>> Start Data for this exercise

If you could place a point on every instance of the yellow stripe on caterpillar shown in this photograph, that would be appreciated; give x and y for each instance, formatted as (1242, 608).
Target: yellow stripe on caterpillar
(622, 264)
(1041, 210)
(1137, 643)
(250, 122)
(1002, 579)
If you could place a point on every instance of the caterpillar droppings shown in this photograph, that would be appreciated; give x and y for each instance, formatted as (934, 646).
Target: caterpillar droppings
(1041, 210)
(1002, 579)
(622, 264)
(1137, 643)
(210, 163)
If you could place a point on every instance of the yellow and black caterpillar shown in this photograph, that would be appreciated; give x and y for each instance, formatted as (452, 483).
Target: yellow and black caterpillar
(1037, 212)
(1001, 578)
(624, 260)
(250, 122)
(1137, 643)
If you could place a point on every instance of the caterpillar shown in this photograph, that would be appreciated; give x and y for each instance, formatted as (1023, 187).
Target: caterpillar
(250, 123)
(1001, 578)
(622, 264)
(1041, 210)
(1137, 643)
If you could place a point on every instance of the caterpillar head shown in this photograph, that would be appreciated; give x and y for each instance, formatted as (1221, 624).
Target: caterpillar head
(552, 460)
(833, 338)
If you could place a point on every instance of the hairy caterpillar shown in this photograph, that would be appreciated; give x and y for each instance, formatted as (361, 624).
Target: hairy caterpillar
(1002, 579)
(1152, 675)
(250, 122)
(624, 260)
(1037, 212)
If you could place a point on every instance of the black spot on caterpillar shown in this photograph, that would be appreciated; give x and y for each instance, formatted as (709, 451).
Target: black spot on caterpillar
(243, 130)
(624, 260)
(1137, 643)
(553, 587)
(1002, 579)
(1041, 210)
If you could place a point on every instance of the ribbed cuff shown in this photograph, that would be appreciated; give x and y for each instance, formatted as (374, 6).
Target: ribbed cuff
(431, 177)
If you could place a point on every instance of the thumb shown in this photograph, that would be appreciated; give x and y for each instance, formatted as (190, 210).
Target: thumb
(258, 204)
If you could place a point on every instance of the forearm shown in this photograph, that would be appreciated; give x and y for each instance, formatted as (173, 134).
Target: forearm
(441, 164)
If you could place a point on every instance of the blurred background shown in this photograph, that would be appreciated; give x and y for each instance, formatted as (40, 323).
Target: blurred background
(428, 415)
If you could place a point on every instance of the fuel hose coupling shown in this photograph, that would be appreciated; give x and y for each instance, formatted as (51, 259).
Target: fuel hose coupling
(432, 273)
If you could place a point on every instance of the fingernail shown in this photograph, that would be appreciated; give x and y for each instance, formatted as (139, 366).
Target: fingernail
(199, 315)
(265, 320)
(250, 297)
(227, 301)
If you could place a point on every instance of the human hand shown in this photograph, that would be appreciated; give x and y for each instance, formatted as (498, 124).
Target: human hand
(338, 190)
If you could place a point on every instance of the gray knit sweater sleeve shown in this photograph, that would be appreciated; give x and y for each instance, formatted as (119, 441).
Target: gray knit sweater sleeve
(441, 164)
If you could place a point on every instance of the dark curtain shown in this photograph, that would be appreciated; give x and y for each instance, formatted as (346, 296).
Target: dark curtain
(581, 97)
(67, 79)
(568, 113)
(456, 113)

>> End Data for this exercise

Please output the entries above, every line exactly as it reads.

- Exercise response
If you could place a point on every instance of the yellow stripe on caterpillar shown in this photograph, that would be appreciated; give x and y for each instance, formatted as (1242, 608).
Target: yellow stripe on caterpillar
(622, 264)
(1041, 210)
(1137, 643)
(250, 122)
(1002, 579)
If you could place a point on every instance of the caterpillar droppings shown in this photograph, that would be appreciated; give x and y for each instance, formatted as (934, 646).
Target: caterpillar droppings
(1041, 210)
(1002, 579)
(622, 264)
(1137, 643)
(210, 163)
If you could place a point on every instance of the yellow and black caterpillar shown in this photograph, that would be appreciated; give x and y for each instance, formatted as (452, 483).
Target: yellow and black caterpillar
(1037, 212)
(1001, 578)
(624, 260)
(250, 122)
(1137, 643)
If you could place a point on every instance of the caterpillar shown in this photograph, that would be appreciated; give x and y for each instance, formatted as (1023, 187).
Target: caterpillar
(250, 123)
(1001, 578)
(622, 264)
(1041, 210)
(1137, 643)
If you could place a point on every instance of the caterpillar head shown in this photograph, that would be appreciated; give x and y for each instance, formatted as (1221, 624).
Target: caterpillar head
(552, 460)
(833, 338)
If you could place a point on every instance of the hairy caterpillar shown in this photograph, that would be appreciated; give x and y for each instance, formatted as (361, 624).
Target: hairy caterpillar
(1002, 579)
(1152, 675)
(250, 122)
(624, 260)
(1037, 212)
If you could place a point on every instance of the black spot on caterpillar shown in this photograph, that would be appreciated; give x and y for each instance, formatted as (709, 451).
Target: black spot on caterpillar
(243, 130)
(624, 260)
(1137, 643)
(553, 587)
(1002, 579)
(1041, 210)
If you could place a point on every instance of the ribbed cuff shown in this photograph, that would be appreciated; give x and y for each instance, formatted as (374, 6).
Target: ribbed cuff
(431, 177)
If you could place a point on every instance of the thumb shown in this photograph, that would be appreciated; give x and y for each instance, formatted as (190, 210).
Target: thumb
(258, 204)
If you could place a point on every instance of the forearm shown in this photograph, that would be appreciated; give x and y for each instance, formatted as (173, 134).
Target: forearm
(441, 164)
If you could place a point on every instance of the blurred background shown in this photograph, that would be appreciated; give x and y for each instance, formatted as (40, 323).
Target: blurred background
(428, 415)
If you could place a point on every instance of the fuel hose coupling shown in this photograph, that would be appreciated; give x and y for each instance, formatted as (51, 259).
Target: fuel hose coupling
(432, 273)
If you could place a point on every instance of the fingernail shown in this photograph, that would be appreciated; give x and y for each instance, formatted as (139, 366).
Target: fingernail
(199, 315)
(265, 320)
(250, 297)
(227, 301)
If you could place a point on every instance of the human hand shown in this photograph, that would be appreciated; give x and y for each instance, formatted as (498, 124).
Target: human hand
(338, 190)
If you could place a point on every instance of the gray knit sweater sleeve shown in this photograph, that would be appreciated; give x and y for each instance, formatted as (119, 441).
Target: gray knit sweater sleeve
(441, 164)
If you could place a point on every instance of the dark curtain shown in this photograph, that would be appreciated; give x and y for each instance, formatted as (346, 296).
Target: dark curtain
(581, 97)
(67, 79)
(568, 113)
(456, 113)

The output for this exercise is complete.